- Exercise material:

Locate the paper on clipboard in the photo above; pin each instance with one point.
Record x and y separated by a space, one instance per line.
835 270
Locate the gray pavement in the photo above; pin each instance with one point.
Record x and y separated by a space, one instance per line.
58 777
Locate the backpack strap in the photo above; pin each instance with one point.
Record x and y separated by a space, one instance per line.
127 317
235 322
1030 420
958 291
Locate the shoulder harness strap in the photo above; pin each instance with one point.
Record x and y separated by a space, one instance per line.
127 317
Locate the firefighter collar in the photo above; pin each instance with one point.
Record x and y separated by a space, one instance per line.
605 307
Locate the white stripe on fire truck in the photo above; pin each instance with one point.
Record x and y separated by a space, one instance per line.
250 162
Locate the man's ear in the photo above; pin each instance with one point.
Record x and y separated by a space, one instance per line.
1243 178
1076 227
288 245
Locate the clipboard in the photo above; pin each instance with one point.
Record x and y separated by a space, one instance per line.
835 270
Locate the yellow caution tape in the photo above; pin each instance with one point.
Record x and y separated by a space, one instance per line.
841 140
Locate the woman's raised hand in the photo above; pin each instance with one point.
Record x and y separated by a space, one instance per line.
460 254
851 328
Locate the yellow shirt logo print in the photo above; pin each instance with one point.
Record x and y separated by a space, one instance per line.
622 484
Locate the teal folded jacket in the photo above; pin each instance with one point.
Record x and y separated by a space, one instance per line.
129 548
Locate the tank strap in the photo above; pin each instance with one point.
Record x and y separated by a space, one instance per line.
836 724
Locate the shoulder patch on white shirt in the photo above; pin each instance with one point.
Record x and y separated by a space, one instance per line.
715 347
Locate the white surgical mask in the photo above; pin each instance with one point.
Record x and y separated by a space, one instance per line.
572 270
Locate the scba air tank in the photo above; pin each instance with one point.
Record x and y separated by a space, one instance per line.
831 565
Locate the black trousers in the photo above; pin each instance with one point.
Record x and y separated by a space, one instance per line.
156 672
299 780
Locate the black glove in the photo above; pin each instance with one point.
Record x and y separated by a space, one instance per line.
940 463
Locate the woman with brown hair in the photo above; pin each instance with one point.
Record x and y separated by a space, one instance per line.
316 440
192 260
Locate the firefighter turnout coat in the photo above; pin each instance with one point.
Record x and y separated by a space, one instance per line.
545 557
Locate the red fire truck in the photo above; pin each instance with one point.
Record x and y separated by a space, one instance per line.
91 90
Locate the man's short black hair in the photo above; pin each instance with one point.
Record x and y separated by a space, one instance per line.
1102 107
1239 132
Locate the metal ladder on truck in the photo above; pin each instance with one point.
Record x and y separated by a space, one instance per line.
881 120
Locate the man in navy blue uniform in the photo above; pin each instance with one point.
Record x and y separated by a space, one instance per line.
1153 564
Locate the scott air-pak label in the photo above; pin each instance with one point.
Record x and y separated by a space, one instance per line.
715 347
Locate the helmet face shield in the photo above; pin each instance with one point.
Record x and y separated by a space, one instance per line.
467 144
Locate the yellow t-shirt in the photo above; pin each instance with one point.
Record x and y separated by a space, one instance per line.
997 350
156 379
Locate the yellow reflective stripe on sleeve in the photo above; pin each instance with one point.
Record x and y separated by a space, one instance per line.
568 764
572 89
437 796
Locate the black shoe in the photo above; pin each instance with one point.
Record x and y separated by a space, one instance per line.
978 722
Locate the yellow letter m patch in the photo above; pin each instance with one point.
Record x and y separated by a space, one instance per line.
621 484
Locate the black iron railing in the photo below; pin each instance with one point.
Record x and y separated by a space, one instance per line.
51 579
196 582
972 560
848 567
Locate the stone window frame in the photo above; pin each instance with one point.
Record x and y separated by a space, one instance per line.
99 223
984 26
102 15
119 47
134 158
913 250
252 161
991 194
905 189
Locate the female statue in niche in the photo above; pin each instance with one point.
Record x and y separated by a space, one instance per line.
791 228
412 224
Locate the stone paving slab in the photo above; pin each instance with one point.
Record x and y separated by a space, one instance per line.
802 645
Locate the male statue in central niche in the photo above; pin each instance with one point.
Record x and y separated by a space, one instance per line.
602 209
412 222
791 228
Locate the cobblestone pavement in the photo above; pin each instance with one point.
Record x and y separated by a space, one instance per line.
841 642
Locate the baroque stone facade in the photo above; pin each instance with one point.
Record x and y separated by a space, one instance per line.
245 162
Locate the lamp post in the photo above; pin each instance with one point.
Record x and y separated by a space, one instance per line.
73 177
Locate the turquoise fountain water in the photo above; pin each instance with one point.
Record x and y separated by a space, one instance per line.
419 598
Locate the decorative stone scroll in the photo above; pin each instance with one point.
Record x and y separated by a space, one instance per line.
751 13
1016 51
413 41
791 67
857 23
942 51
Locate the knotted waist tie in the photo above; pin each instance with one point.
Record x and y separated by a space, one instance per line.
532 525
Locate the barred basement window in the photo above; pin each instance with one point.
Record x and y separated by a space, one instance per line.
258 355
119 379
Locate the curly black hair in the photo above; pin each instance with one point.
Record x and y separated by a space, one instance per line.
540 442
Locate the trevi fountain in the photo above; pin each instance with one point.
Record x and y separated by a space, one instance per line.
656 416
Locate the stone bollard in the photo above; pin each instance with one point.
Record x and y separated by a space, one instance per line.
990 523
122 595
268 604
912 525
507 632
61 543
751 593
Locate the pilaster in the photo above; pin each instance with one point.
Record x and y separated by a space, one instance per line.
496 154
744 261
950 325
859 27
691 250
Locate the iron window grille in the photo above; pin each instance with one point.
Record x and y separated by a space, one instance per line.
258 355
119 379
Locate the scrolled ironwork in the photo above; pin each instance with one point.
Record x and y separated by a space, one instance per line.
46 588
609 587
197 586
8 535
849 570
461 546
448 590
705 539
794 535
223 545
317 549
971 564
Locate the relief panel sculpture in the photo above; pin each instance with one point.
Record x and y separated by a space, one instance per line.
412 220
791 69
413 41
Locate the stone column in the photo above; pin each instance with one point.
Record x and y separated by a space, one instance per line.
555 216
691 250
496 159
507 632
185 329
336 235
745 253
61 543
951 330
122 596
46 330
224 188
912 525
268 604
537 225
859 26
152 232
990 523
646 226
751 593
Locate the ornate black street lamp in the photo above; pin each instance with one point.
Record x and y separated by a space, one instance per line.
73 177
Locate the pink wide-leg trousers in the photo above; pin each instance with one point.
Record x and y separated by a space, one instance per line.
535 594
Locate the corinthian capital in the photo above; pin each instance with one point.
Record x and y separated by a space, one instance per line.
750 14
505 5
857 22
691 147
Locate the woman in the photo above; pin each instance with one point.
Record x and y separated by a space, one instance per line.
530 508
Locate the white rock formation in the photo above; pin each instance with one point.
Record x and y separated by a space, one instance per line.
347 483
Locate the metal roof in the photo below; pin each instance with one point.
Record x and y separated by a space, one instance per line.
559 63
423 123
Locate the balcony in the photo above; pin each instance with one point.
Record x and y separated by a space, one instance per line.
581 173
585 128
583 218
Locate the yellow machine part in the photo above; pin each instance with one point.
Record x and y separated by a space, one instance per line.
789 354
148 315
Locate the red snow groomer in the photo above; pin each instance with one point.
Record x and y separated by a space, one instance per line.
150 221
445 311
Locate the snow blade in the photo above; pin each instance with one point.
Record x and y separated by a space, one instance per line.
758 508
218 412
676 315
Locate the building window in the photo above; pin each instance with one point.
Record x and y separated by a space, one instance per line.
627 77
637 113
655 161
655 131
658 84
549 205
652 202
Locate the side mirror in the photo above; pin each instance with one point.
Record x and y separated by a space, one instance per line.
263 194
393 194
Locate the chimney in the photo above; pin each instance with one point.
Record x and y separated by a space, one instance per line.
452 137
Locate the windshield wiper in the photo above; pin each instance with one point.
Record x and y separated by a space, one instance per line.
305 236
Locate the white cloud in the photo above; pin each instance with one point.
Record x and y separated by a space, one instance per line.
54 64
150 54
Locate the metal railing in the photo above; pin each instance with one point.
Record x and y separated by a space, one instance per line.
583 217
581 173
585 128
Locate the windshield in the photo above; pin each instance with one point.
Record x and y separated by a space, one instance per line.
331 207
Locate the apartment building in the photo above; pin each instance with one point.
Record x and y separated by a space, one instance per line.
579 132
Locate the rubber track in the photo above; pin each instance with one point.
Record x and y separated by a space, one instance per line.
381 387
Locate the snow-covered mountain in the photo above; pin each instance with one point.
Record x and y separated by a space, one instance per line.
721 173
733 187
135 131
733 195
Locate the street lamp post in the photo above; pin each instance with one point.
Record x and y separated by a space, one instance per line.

- Task requirements:
The answer is every line in the data where the word "railing" appears.

- Task output:
Locate the black iron railing in the photo below; pin each instance with one point.
Locate the metal railing in the photo above; pin each instance with one point.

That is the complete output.